:: WORK TO DO ::
Write out every record in full, exactly as written, please.

:: RECORDS SUPPLIED ::
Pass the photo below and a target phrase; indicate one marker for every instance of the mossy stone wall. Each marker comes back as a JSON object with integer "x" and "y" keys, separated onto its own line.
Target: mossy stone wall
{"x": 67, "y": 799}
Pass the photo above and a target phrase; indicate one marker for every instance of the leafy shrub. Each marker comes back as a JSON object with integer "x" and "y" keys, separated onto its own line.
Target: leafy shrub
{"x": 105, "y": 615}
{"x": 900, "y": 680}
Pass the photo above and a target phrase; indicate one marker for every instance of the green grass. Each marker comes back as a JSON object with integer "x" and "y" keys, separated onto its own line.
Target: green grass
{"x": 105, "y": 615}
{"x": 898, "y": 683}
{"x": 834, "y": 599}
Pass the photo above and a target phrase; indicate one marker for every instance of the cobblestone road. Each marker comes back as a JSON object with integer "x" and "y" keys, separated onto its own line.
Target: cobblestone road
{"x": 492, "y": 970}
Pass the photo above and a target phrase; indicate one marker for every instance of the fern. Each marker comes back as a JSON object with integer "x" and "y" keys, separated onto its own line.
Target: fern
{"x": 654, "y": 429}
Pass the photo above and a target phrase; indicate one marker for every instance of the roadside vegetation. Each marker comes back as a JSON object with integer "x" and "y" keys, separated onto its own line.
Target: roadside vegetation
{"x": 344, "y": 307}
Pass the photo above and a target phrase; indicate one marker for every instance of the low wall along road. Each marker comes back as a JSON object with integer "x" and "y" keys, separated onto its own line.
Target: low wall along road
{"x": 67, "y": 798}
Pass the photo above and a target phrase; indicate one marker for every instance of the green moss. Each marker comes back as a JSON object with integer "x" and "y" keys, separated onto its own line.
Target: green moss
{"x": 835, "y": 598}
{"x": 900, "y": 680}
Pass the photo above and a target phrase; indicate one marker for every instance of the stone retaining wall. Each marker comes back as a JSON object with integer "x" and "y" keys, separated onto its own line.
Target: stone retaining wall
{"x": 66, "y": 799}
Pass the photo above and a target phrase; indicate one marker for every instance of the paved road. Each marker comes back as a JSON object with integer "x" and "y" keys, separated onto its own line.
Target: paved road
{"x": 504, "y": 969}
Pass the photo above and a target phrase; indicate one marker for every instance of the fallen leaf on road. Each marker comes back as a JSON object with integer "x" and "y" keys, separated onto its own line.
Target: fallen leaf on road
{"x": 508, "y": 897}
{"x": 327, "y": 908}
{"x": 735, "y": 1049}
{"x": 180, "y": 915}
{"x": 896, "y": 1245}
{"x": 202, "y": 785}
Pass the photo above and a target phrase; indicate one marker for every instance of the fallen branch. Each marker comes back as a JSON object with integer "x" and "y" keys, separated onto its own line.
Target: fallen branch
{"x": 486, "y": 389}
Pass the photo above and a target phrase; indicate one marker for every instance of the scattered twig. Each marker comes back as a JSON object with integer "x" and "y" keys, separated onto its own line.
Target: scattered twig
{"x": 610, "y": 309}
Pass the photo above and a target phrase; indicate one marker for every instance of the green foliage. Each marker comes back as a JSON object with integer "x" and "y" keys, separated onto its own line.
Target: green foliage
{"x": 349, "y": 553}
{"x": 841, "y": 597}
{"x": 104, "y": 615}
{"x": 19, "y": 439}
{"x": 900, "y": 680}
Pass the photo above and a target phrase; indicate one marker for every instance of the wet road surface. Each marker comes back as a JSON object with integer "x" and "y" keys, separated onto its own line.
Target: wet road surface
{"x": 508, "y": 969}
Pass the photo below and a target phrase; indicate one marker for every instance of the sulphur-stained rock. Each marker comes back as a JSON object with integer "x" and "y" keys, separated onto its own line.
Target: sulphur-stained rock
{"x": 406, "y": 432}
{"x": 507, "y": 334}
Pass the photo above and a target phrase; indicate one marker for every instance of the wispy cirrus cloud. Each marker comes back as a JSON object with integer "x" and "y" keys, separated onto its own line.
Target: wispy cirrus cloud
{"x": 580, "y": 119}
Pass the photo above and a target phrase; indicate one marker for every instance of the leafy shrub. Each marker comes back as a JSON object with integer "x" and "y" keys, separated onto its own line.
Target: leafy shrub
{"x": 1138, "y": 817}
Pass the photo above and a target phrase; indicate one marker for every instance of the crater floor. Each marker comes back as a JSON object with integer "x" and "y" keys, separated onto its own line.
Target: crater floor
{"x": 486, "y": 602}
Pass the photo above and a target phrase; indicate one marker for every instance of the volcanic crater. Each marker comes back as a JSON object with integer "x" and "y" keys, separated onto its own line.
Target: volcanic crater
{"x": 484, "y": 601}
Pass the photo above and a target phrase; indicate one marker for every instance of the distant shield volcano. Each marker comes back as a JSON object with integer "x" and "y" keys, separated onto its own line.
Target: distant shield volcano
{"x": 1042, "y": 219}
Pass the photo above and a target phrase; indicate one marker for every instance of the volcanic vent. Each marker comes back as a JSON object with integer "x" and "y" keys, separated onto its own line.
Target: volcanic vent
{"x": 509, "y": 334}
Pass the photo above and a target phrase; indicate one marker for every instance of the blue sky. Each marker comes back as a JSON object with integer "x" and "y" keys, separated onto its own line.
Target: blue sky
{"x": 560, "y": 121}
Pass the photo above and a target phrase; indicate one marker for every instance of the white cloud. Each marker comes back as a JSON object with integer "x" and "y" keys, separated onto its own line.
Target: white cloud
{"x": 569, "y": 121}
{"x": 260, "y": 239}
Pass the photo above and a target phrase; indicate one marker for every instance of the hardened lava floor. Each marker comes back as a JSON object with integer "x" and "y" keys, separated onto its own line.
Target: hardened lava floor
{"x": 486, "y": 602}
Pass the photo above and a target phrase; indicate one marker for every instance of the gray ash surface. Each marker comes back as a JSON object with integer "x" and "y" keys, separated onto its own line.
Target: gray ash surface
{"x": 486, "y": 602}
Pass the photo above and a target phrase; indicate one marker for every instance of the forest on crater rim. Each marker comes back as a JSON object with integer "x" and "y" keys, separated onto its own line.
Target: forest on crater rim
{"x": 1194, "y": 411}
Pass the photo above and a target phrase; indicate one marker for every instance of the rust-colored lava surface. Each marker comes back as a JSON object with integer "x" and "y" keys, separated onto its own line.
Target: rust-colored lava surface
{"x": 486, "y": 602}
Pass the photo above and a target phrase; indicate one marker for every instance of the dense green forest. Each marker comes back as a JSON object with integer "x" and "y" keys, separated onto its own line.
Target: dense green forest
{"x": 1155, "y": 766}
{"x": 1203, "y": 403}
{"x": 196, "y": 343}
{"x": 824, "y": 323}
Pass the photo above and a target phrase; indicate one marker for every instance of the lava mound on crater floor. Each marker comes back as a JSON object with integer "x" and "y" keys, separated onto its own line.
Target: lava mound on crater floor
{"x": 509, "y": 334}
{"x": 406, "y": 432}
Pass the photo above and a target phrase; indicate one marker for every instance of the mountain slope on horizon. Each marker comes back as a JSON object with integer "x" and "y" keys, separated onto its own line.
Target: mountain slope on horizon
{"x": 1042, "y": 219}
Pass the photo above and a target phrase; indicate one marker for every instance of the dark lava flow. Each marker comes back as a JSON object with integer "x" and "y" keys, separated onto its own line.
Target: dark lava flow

:: OUTPUT OF THE TASK ::
Pass the photo below and a target phrase; indicate one marker for every instance of the mossy stone wall. Each marker comes back as a JSON object with integer "x" and "y" keys, separated onto its own line.
Target: mossy stone wall
{"x": 67, "y": 799}
Pass the photo above and a target phrase; indicate one marker for every instance of the leafy shrub. Each marker comes back as a JSON object with integer "x" and "y" keys, separated onto its own line.
Target: leafy shrub
{"x": 105, "y": 615}
{"x": 900, "y": 680}
Pass the photo above and a target phrase; indicate one marker for every instance of the green grass. Each marker comes back as a JSON object with integer "x" and "y" keys, separated onto its own line.
Target: green grass
{"x": 105, "y": 615}
{"x": 898, "y": 683}
{"x": 834, "y": 599}
Pass the photo above and a target phrase; indicate one marker for every instance of the cobblestone road. Each marker comes back as a JSON object with integer "x" and "y" keys, separated onto its own line.
Target: cobblestone road
{"x": 492, "y": 970}
Pass the photo above and a target phrase; indicate one marker for every instance of the fern. Each marker comes back as a JSON object with integer "x" and "y" keys, separated onto its own line.
Target: fern
{"x": 654, "y": 429}
Pass the photo above and a target phrase; indicate one marker for every instance of the roadside vegetation. Each marker comes back as a JSON object with integer "x" and "y" keys, separated onto its own line.
Target: roadside vegetation
{"x": 344, "y": 307}
Pass the photo above and a target phrase; indicate one marker for every instance of the low wall along road. Each marker comes back as a JSON object with integer "x" and "y" keys, separated onto its own line.
Target: low wall along road
{"x": 67, "y": 798}
Pass the photo above and a target phrase; indicate one marker for every instance of the green moss. Each marker comes back as a JSON object with integer "x" and "y" keys, separated onto its own line.
Target: green moss
{"x": 835, "y": 598}
{"x": 900, "y": 680}
Pass the photo above and a target phrase; indicate one marker for every instance of the stone retaining wall. Each marker comes back as a JSON object with integer "x" and "y" keys, separated onto its own line.
Target: stone retaining wall
{"x": 66, "y": 799}
Pass the photo above and a target phrase; indicate one marker for every instance of the paved road. Each marker comes back as a JSON object with integer "x" and "y" keys, separated onto its own line.
Target: paved road
{"x": 504, "y": 969}
Pass the photo above and a target phrase; indicate one marker for every instance of the fallen leaf on road. Each marker comes back as a JSON object with integer "x" and "y" keys, separated onto its own line.
Target: fallen leaf on road
{"x": 508, "y": 897}
{"x": 327, "y": 908}
{"x": 735, "y": 1049}
{"x": 180, "y": 915}
{"x": 896, "y": 1245}
{"x": 202, "y": 785}
Pass the photo above and a target phrase; indicate one marker for every instance of the fallen branch. Each marker comes back as a JSON object with integer "x" and "y" keys, separated onto its own line.
Target: fallen branch
{"x": 486, "y": 389}
Pass the photo above and a target phrase; indicate one marker for every instance of the scattered twig. Each marker comes back as a JSON object with integer "x" and "y" keys, separated onto its own line.
Target: scattered twig
{"x": 610, "y": 309}
Pass the photo above and a target phrase; indicate one marker for every instance of the green foliage. Each marker comes back as a JSON object with integer "x" and "y" keys, separated onto its own line.
Target: green foliage
{"x": 349, "y": 553}
{"x": 841, "y": 597}
{"x": 104, "y": 615}
{"x": 19, "y": 439}
{"x": 900, "y": 680}
Pass the photo above and a target phrase; indicate one marker for every instance of the wet road surface. Each marker comes back as a JSON object with integer "x" and "y" keys, separated onto its own line.
Target: wet road surface
{"x": 508, "y": 969}
Pass the photo below and a target phrase; indicate one marker for every instance of the sulphur-stained rock. Each marker comes back as a JSON object with integer "x" and "y" keys, separated onto its own line.
Target: sulphur-stained rock
{"x": 406, "y": 432}
{"x": 507, "y": 334}
Pass the photo above and a target phrase; indicate one marker for every instance of the wispy cirrus cloud. Each marker comes back as a JSON object with integer "x" and "y" keys, separated onto its own line.
Target: wispy cirrus cloud
{"x": 580, "y": 119}
Pass the photo above and a target phrase; indicate one marker for every instance of the leafy shrub. Each marker comes back as a JSON object with integer "x" and "y" keys, separated onto its own line.
Target: leafy shrub
{"x": 1138, "y": 817}
Pass the photo above and a target phrase; indicate one marker for every instance of the crater floor. Each marker comes back as a JSON object with integer "x" and "y" keys, separated onto its own line.
Target: crater floor
{"x": 486, "y": 602}
Pass the photo above and a target phrase; indicate one marker for every instance of the volcanic crater. Each marker comes back as a JSON object with integer "x" and "y" keys, separated onto its own line.
Target: volcanic crater
{"x": 484, "y": 601}
Pass the photo above and a target phrase; indicate one marker for every instance of the distant shield volcano. Each marker comes back as a JSON object with integer "x" and "y" keys, separated onto its own line.
Target: distant shield volcano
{"x": 1042, "y": 219}
Pass the photo above and a target phrase; indicate one marker for every instance of the volcanic vent. Each marker comes back as a JSON object with integer "x" and "y" keys, separated onto its own line.
Target: volcanic vent
{"x": 509, "y": 334}
Pass the photo above and a target phrase; indicate one marker for every instance of the blue sky. Each marker comes back as a JSON object with integer "x" and "y" keys, separated onto its own line.
Target: blue sky
{"x": 560, "y": 121}
Pass the photo above and a target phrase; indicate one marker for every instance of the white cloud. Each marker comes back as a JSON object with integer "x" and "y" keys, separated onto its own line.
Target: white cloud
{"x": 569, "y": 121}
{"x": 260, "y": 239}
Pass the photo above and a target phrase; indicate one marker for every instance of the hardened lava floor. Each marker comes back as a JSON object with integer "x" and "y" keys, separated onto its own line.
Target: hardened lava floor
{"x": 486, "y": 602}
Pass the photo above and a target phrase; indicate one marker for every instance of the gray ash surface. Each marker comes back as a JSON object with integer "x" and "y" keys, separated onto its own line.
Target: gray ash surface
{"x": 486, "y": 602}
Pass the photo above and a target phrase; indicate one marker for every instance of the forest on crater rim. Each marker comes back as a JSON object with integer "x" and "y" keys, separated onto its own line.
Target: forest on crater rim
{"x": 1194, "y": 411}
Pass the photo above and a target phrase; indicate one marker for every instance of the rust-colored lava surface. Each marker comes back as a JSON object with integer "x" and "y" keys, separated onto its own line.
Target: rust-colored lava surface
{"x": 486, "y": 602}
Pass the photo above and a target phrase; indicate one marker for every instance of the dense green forest. Each marker comes back as a JSON object with integer "x" and "y" keys, separated onto its own line.
Target: dense green forest
{"x": 1155, "y": 766}
{"x": 1203, "y": 403}
{"x": 196, "y": 343}
{"x": 824, "y": 323}
Pass the photo above and a target phrase; indicate one marker for every instance of the lava mound on crater floor. Each marker comes back as a JSON object with integer "x" and "y" keys, separated onto its own line.
Target: lava mound on crater floor
{"x": 509, "y": 334}
{"x": 406, "y": 432}
Pass the photo above and a target phrase; indicate one marker for every instance of the mountain slope on horizon. Each marker comes back as a JSON object with integer "x" and "y" keys, separated onto its own line.
Target: mountain slope on horizon
{"x": 1042, "y": 219}
Pass the photo above and a target phrase; indicate one marker for every instance of the dark lava flow. Each marker comes back as a JSON object with integer "x" and "y" keys, separated onto its own line.
Target: dark lava flow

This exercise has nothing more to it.